-------- Source text

All of lore.kernel.org
 help / color / mirror / Atom feed
* [PATCH] timer: fix break list when timer_cb reset running timer
@ 2016-07-17 18:08 Hiroyuki Mikita
  2016-07-20 20:17 ` Sanford, Robert
  2016-07-22 22:14 ` Sanford, Robert
  0 siblings, 2 replies; 11+ messages in thread
From: Hiroyuki Mikita @ 2016-07-17 18:08 UTC (permalink / raw)
  To: rsanford; +Cc: dev

When timer_cb resets another running timer on the same lcore,
the list of expired timers is chained to the pending-list.
This commit prevents a running timer from being reset
by not its own timer_cb.

Signed-off-by: Hiroyuki Mikita <h.mikita89@gmail.com>
---
 lib/librte_timer/rte_timer.c | 12 ++++++++++--
 1 file changed, 10 insertions(+), 2 deletions(-)

diff --git a/lib/librte_timer/rte_timer.c b/lib/librte_timer/rte_timer.c
index 3dcdab5..00e80c9 100644
--- a/lib/librte_timer/rte_timer.c
+++ b/lib/librte_timer/rte_timer.c
@@ -69,6 +69,9 @@ struct priv_timer {
 
 	unsigned prev_lcore;              /**< used for lcore round robin */
 
+	/** running timer on this lcore now */
+	struct rte_timer *running_tim;
+
 #ifdef RTE_LIBRTE_TIMER_DEBUG
 	/** per-lcore statistics */
 	struct rte_timer_debug_stats stats;
@@ -135,9 +138,12 @@ timer_set_config_state(struct rte_timer *tim,
 	while (success == 0) {
 		prev_status.u32 = tim->status.u32;
 
-		/* timer is running on another core, exit */
+		/* timer is running on another core
+		 * or ready to run on local core, exit
+		 */
 		if (prev_status.state == RTE_TIMER_RUNNING &&
-		    prev_status.owner != (uint16_t)lcore_id)
+		    (prev_status.owner != (uint16_t)lcore_id ||
+		     tim != priv_timer[lcore_id].running_tim))
 			return -1;
 
 		/* timer is being configured on another core */
@@ -580,6 +586,7 @@ void rte_timer_manage(void)
 	for (tim = run_first_tim; tim != NULL; tim = next_tim) {
 		next_tim = tim->sl_next[0];
 		priv_timer[lcore_id].updated = 0;
+		priv_timer[lcore_id].running_tim = tim;
 
 		/* execute callback function with list unlocked */
 		tim->f(tim, tim->arg);
@@ -610,6 +617,7 @@ void rte_timer_manage(void)

----------------
-------- Information given

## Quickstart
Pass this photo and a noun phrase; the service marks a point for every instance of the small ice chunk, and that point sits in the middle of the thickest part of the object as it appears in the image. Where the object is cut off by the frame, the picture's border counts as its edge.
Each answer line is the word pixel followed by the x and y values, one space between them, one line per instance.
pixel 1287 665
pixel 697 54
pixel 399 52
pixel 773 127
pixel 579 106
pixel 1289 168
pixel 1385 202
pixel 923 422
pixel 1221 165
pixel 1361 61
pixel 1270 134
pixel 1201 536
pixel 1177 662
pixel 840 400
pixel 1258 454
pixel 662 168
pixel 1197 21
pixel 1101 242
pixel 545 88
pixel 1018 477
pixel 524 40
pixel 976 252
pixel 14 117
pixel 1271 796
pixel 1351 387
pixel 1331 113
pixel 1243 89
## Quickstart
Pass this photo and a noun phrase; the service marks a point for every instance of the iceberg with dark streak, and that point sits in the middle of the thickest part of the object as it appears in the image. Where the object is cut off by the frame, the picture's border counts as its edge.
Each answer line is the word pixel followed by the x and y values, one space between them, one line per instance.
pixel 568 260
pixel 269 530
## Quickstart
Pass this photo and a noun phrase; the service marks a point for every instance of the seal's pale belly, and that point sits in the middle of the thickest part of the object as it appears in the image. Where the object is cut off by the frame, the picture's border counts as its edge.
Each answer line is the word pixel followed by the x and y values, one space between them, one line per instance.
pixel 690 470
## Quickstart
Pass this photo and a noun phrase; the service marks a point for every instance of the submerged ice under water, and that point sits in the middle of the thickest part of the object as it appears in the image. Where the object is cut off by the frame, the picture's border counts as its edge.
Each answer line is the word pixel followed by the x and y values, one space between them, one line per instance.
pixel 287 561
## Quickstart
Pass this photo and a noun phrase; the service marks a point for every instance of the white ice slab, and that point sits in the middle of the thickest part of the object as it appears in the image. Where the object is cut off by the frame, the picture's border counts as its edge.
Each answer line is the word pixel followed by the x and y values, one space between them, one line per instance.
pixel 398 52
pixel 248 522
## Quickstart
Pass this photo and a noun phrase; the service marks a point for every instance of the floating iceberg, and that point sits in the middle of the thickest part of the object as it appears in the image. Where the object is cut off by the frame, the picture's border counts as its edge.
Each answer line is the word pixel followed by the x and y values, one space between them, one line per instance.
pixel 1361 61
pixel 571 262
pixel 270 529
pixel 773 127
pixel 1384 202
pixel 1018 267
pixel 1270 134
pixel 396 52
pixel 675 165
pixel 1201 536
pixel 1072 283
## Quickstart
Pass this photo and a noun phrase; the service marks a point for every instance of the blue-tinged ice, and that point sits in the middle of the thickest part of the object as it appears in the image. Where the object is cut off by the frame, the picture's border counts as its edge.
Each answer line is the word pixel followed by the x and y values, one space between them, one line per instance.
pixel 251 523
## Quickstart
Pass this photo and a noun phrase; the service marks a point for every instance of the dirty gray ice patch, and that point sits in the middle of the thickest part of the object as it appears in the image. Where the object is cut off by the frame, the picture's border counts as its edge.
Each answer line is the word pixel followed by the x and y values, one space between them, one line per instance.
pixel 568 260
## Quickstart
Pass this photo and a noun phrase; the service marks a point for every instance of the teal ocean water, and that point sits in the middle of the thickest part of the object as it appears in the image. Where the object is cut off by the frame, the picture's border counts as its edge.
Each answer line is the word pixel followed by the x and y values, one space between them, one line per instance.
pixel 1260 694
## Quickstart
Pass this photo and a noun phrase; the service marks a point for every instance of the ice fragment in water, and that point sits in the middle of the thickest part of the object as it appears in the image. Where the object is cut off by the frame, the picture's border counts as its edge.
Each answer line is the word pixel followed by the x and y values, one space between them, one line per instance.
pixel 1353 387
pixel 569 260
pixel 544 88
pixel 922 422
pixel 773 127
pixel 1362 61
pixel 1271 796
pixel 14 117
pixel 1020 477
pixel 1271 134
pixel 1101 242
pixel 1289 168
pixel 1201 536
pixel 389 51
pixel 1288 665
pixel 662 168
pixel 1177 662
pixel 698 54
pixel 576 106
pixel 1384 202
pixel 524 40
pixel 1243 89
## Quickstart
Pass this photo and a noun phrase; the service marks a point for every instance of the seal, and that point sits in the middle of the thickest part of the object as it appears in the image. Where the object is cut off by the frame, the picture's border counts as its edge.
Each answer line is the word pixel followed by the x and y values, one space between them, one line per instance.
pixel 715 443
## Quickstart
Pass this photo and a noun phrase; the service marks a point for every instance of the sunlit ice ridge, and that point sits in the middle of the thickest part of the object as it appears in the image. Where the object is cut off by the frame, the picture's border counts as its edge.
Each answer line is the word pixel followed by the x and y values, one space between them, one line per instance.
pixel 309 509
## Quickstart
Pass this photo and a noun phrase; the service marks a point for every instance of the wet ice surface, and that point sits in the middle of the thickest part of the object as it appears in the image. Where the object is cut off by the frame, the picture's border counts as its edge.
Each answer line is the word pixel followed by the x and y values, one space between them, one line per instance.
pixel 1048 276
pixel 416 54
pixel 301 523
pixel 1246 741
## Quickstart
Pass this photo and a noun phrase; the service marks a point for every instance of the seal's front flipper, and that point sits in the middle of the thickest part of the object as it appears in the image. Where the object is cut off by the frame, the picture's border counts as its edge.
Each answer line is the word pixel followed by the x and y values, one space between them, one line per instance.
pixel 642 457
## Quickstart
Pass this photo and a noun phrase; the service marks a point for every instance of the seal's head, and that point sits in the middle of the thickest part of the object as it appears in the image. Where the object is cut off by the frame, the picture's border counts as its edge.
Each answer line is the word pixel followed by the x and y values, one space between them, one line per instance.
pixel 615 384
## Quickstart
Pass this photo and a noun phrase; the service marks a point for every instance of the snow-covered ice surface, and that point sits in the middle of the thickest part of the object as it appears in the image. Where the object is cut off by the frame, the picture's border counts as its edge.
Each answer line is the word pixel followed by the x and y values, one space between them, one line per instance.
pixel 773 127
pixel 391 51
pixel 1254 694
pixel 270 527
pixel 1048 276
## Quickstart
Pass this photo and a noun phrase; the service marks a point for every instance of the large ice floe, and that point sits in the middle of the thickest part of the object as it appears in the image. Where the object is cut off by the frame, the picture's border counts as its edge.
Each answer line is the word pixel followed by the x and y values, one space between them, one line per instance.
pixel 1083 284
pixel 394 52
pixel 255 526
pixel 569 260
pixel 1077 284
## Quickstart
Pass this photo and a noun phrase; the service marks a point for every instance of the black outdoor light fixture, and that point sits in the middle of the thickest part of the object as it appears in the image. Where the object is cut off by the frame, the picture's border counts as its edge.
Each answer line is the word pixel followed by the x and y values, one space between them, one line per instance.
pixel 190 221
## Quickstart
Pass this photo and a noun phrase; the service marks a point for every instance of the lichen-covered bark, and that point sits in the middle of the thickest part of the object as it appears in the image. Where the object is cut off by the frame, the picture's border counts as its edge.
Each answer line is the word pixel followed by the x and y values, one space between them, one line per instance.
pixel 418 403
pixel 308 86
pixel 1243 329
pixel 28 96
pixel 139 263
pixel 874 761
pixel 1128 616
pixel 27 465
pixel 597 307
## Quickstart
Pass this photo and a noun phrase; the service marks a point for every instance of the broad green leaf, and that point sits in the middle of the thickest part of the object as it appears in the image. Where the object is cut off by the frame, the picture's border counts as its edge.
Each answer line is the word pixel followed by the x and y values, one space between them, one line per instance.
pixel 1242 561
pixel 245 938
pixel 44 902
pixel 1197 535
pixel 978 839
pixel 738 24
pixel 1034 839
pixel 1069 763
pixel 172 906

----------------

Jobs =
1 – In the timer patch email, what are all the hunk header lines of the diff, the ones beginning with "@@"?
2 – Could you duplicate the timer patch email, character for character, from "When timer_cb resets" up to and including "insertions(+), 2 deletions(-)"?

Answers to the tasks =
1 –
@@ -69,6 +69,9 @@ struct priv_timer {
@@ -135,9 +138,12 @@ timer_set_config_state(struct rte_timer *tim,
@@ -580,6 +586,7 @@ void rte_timer_manage(void)
@@ -610,6 +617,7 @@ void rte_timer_manage(void)

2 –
When timer_cb resets another running timer on the same lcore,
the list of expired timers is chained to the pending-list.
This commit prevents a running timer from being reset
by not its own timer_cb.

Signed-off-by: Hiroyuki Mikita <h.mikita89@gmail.com>
---
 lib/librte_timer/rte_timer.c | 12 ++++++++++--
 1 file changed, 10 insertions(+), 2 deletions(-)